EXERCISE:
Reproduce the first line of the entries that follow and each later line, word for word, ending with the one containing "Put a marker on every instance of the yellow harness".
[[ INFORMATION SHOWN open ]]
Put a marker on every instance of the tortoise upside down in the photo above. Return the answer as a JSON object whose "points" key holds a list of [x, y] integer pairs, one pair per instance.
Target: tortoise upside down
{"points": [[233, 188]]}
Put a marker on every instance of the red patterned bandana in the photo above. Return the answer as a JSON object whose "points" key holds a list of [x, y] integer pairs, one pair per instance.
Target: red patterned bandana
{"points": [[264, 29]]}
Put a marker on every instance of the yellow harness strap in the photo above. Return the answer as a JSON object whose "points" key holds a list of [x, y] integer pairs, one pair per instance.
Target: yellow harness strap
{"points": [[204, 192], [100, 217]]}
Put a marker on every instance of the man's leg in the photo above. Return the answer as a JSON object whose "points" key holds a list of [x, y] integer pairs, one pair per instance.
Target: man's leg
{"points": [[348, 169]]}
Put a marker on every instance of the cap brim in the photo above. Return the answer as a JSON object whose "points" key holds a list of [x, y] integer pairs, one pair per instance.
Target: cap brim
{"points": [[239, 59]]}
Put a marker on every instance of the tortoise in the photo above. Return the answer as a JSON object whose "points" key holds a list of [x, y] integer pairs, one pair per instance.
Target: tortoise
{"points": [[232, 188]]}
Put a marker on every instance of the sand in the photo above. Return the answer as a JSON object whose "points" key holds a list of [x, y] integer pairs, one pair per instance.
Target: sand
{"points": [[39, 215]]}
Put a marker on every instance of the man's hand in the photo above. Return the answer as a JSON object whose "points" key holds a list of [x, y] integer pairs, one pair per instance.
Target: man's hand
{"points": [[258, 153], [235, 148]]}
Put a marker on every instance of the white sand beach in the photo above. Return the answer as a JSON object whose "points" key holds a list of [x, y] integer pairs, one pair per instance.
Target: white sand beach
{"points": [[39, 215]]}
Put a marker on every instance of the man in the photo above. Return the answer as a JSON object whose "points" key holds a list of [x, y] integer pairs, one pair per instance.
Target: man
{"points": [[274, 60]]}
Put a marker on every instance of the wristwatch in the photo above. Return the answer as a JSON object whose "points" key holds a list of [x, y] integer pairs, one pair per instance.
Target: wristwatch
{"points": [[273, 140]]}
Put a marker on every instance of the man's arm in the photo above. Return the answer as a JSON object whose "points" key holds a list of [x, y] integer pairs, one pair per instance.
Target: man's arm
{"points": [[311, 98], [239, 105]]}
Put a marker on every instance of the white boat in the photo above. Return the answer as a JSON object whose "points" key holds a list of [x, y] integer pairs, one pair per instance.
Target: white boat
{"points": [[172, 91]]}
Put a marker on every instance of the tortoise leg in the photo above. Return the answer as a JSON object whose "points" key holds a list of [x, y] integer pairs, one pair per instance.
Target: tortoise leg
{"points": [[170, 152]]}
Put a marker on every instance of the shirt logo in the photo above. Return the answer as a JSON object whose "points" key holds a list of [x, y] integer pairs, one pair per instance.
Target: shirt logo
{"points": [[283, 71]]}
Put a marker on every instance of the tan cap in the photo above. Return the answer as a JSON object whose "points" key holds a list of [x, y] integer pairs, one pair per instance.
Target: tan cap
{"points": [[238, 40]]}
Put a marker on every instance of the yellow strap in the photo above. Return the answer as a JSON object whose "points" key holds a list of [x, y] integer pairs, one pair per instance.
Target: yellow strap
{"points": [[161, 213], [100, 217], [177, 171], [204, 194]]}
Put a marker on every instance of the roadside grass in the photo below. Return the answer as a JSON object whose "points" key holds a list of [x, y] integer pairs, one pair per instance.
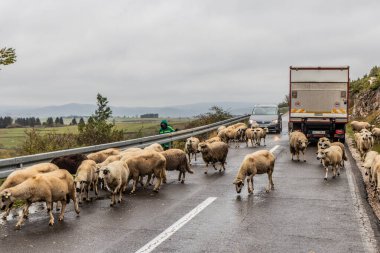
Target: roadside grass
{"points": [[350, 133], [11, 139]]}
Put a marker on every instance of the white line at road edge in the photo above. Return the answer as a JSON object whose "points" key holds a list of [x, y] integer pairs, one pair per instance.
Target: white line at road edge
{"points": [[366, 232], [274, 148], [176, 226]]}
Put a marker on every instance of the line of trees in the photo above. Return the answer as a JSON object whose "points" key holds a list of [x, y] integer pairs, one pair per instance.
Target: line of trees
{"points": [[33, 121]]}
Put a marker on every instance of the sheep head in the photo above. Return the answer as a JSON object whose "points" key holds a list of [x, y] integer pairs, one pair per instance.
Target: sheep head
{"points": [[239, 183]]}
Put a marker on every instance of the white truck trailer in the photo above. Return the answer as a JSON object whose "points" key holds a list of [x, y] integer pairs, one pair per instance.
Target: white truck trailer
{"points": [[318, 101]]}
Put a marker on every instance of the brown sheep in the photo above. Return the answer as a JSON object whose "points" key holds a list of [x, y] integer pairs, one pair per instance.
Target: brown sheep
{"points": [[259, 162], [115, 176], [145, 164], [55, 186], [86, 178], [102, 155], [176, 160], [376, 134], [331, 156], [213, 139], [155, 147], [191, 147], [19, 176], [298, 143], [69, 162]]}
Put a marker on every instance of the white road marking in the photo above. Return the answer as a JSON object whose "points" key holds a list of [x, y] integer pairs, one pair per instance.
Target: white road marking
{"points": [[175, 227], [366, 232], [274, 148]]}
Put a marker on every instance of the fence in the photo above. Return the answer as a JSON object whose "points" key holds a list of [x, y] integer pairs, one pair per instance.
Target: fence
{"points": [[8, 165]]}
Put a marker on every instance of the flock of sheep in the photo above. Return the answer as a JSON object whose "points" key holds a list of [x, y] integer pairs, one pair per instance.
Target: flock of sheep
{"points": [[332, 154], [112, 169]]}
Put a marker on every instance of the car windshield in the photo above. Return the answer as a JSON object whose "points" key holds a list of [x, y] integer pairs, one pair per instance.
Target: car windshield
{"points": [[264, 111]]}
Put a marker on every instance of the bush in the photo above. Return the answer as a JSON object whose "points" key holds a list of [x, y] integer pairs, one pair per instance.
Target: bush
{"points": [[97, 130]]}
[[ INFORMATION SHOWN closed ]]
FINISHED EXERCISE:
Put a marker on every instance of the tortoise upside down in the photo above. Return the answer as a JSON object whose "points" key holds a list of [x, y] integer pairs, one pair per instance.
Target: tortoise upside down
{"points": [[233, 188]]}
Put a marker on every instance of the red patterned bandana in the photo above. Return the answer as a JSON object whose "points" key holds a list of [x, y] integer pairs, one pair per instance.
Target: red patterned bandana
{"points": [[264, 29]]}
Put a marker on every instance of the yellow harness strap in the photo above. Return the answer as a JSON object whose "points" key holds a list of [x, y] integer pairs, one pair per instance.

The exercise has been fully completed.